• **Exercise prompt**
Print the data exactly as it is given, please.

Data records
— START —
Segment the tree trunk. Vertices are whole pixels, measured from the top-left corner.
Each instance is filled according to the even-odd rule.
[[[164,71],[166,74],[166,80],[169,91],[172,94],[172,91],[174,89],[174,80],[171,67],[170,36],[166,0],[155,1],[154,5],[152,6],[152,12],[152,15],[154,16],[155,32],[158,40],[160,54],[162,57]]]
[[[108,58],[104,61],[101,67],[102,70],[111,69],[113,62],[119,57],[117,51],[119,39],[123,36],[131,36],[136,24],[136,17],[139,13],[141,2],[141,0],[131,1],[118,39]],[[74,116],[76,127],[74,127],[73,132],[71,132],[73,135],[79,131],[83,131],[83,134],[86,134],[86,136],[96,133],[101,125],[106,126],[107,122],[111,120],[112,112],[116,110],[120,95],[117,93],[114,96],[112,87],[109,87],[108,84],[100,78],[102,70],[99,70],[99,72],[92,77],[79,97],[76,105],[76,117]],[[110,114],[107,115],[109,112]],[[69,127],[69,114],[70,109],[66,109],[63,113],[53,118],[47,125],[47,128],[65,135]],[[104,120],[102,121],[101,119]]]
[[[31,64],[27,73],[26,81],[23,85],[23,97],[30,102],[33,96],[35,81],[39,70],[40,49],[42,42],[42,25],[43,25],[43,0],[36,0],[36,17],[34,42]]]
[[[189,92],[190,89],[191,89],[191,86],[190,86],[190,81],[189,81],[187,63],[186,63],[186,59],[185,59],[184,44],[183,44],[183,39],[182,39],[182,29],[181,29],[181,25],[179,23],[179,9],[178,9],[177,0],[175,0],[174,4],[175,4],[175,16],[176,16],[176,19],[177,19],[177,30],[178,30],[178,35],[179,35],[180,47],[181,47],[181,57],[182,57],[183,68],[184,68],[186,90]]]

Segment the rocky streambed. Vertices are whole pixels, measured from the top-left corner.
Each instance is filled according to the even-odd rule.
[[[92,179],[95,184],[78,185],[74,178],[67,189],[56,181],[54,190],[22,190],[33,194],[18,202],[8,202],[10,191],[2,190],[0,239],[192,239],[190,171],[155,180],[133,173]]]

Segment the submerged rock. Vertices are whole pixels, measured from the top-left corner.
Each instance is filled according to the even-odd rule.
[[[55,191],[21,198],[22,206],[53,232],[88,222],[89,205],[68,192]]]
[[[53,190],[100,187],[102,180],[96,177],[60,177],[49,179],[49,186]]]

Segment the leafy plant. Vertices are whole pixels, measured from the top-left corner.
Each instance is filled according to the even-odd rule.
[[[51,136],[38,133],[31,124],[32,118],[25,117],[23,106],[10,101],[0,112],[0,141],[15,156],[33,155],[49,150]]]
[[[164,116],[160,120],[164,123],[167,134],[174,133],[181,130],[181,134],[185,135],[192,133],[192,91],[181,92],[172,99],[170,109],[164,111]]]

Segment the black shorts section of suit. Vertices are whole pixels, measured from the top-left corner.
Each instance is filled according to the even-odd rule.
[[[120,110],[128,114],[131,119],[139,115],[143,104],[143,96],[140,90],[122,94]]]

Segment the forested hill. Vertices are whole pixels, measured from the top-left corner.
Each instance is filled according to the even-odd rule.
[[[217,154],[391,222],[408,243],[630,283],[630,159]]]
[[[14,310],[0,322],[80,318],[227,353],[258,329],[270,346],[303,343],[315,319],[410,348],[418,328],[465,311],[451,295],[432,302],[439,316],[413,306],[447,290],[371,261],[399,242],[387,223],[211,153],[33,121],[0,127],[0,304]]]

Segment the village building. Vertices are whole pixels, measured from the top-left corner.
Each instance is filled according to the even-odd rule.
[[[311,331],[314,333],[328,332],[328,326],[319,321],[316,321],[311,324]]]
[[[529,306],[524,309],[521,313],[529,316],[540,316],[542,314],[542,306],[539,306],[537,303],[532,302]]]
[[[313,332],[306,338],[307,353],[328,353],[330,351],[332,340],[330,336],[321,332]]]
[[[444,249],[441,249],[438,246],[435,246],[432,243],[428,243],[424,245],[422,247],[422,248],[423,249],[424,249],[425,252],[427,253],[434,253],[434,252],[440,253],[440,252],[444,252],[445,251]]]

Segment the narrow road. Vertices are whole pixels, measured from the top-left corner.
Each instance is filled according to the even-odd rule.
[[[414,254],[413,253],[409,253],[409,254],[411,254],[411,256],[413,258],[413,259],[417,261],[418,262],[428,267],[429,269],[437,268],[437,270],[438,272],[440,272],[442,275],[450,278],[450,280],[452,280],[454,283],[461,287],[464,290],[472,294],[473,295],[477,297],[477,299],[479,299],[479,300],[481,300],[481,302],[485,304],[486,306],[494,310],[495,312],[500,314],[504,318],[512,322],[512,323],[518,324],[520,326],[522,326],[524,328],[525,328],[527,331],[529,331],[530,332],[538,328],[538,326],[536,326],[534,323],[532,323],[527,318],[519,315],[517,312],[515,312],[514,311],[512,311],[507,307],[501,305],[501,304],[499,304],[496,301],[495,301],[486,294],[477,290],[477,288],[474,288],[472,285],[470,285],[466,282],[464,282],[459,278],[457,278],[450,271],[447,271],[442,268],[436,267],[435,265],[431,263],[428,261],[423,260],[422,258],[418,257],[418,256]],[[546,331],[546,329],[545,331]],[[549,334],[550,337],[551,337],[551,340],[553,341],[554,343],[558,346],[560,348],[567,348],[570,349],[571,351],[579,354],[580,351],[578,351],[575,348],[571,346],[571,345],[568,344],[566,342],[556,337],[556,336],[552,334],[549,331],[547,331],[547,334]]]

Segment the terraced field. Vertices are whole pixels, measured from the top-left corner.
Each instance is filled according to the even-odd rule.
— END —
• **Worked solution**
Segment the tree trunk. Vertices are whole pixels, measured from the top-left corner.
Each instance is filled according to the even-odd rule.
[[[164,71],[166,74],[166,80],[169,91],[172,94],[172,91],[174,89],[174,80],[171,67],[170,36],[166,0],[155,1],[154,5],[152,6],[152,12],[152,15],[154,16],[155,32],[158,40],[160,54],[162,57]]]
[[[108,58],[104,61],[101,67],[102,70],[111,69],[113,62],[119,57],[117,51],[119,39],[123,36],[131,36],[136,24],[136,17],[139,13],[141,2],[141,0],[131,1],[118,39]],[[74,116],[76,127],[74,127],[73,132],[71,132],[73,135],[79,131],[83,131],[83,134],[86,134],[86,136],[96,133],[101,125],[106,126],[107,122],[111,120],[112,112],[116,110],[120,95],[117,93],[114,96],[112,87],[109,87],[108,84],[100,78],[102,70],[99,70],[99,72],[92,77],[79,97],[76,105],[76,117]],[[110,114],[107,115],[109,112]],[[69,127],[69,114],[70,109],[66,109],[63,113],[53,118],[47,125],[47,128],[65,135]],[[104,120],[102,121],[101,119]]]
[[[31,64],[27,73],[26,81],[23,85],[23,97],[30,102],[33,96],[35,81],[39,70],[40,49],[42,42],[42,25],[43,25],[43,0],[36,0],[36,17],[34,42]]]
[[[189,92],[190,89],[191,89],[191,86],[190,86],[190,81],[189,81],[187,63],[186,63],[186,59],[185,59],[184,44],[183,44],[183,39],[182,39],[182,29],[181,29],[181,25],[179,23],[179,9],[178,9],[177,0],[175,0],[174,4],[175,4],[175,16],[176,16],[176,19],[177,19],[177,30],[178,30],[178,35],[179,35],[180,47],[181,47],[181,57],[182,57],[183,68],[184,68],[186,90]]]

Segment the rocky streambed. Vertices are whole pixels, measured from the top-left corner.
Each instance is filled according to the even-odd rule.
[[[92,179],[95,184],[78,185],[74,178],[67,189],[56,181],[54,190],[22,190],[33,194],[18,202],[8,202],[10,191],[2,190],[0,239],[192,239],[190,171],[155,180],[133,173]]]

Segment the submerged rock. Vertices are whole pixels, measured from the top-left corner.
Each instance is filled according to the even-odd rule.
[[[55,191],[21,198],[22,206],[53,232],[88,222],[89,205],[68,192]]]
[[[53,190],[100,187],[102,180],[96,177],[60,177],[49,179],[49,186]]]

Segment the leafy plant. Vertices are whole pixels, measured from the top-left corner.
Each instance is filled according to the even-odd rule.
[[[51,136],[38,133],[31,124],[32,118],[25,117],[23,106],[10,101],[0,112],[0,141],[15,156],[33,155],[49,150]]]
[[[164,116],[160,120],[164,123],[167,134],[174,133],[181,130],[181,134],[185,135],[192,133],[192,91],[181,92],[172,99],[170,109],[164,111]]]

Segment the black shorts section of suit. Vertices are whole pixels, measured from the top-left corner.
Each instance is filled according to the even-odd rule.
[[[120,110],[128,114],[131,119],[139,115],[143,104],[143,96],[140,90],[122,94]]]

Segment the forested hill. Vertices are whole pixels, measured from the top-left corner.
Each instance is filled according to the even-odd rule.
[[[217,154],[391,222],[408,243],[630,283],[630,159]]]
[[[14,310],[0,322],[80,318],[227,353],[258,329],[270,346],[303,343],[315,319],[410,348],[418,328],[465,311],[451,295],[432,302],[439,316],[413,306],[447,290],[371,261],[399,242],[387,223],[211,153],[33,121],[0,127],[0,304]]]

Segment the village building. Vertices are whole pixels, measured from the top-left corner.
Each instance is filled according to the even-odd rule.
[[[311,331],[314,333],[328,332],[328,326],[319,321],[316,321],[311,324]]]
[[[529,306],[524,309],[521,313],[529,316],[540,316],[542,314],[542,306],[539,306],[537,303],[532,302]]]
[[[313,332],[306,338],[307,353],[328,353],[330,351],[332,340],[330,336],[321,332]]]
[[[444,249],[441,249],[438,246],[435,246],[432,243],[428,243],[424,245],[422,247],[422,248],[423,249],[424,249],[425,252],[427,253],[434,253],[434,252],[440,253],[440,252],[444,252],[445,251]]]

Segment the narrow road. Vertices are whole pixels, measured from the top-left corner.
Each instance is filled according to the even-odd rule.
[[[414,254],[413,253],[409,253],[409,254],[411,254],[411,256],[413,258],[413,259],[417,261],[418,262],[428,267],[429,269],[437,268],[437,270],[438,272],[440,272],[442,275],[450,278],[450,280],[452,280],[454,283],[461,287],[464,290],[472,294],[473,295],[477,297],[477,299],[479,299],[479,300],[481,300],[481,302],[485,304],[486,306],[494,310],[495,312],[500,314],[504,318],[512,322],[512,323],[518,324],[520,326],[522,326],[524,328],[525,328],[527,331],[529,331],[530,332],[538,328],[538,326],[536,326],[534,323],[532,323],[527,318],[519,315],[517,312],[515,312],[514,311],[512,311],[507,307],[501,305],[501,304],[499,304],[496,301],[495,301],[486,294],[477,290],[477,288],[474,288],[472,285],[470,285],[466,282],[464,282],[459,278],[457,278],[450,271],[447,271],[442,268],[436,267],[435,265],[431,263],[428,261],[423,260],[422,258],[418,257],[418,256]],[[546,331],[546,329],[545,331]],[[549,334],[550,337],[551,337],[551,340],[553,341],[554,343],[558,346],[560,348],[567,348],[570,349],[571,351],[579,354],[580,351],[578,351],[575,348],[571,346],[571,345],[568,344],[566,342],[556,337],[556,336],[552,334],[549,331],[547,331],[547,334]]]

Segment the terraced field. Vertices are whole pixels, measured from the top-left corner.
Each instance is filled according to the even-odd rule.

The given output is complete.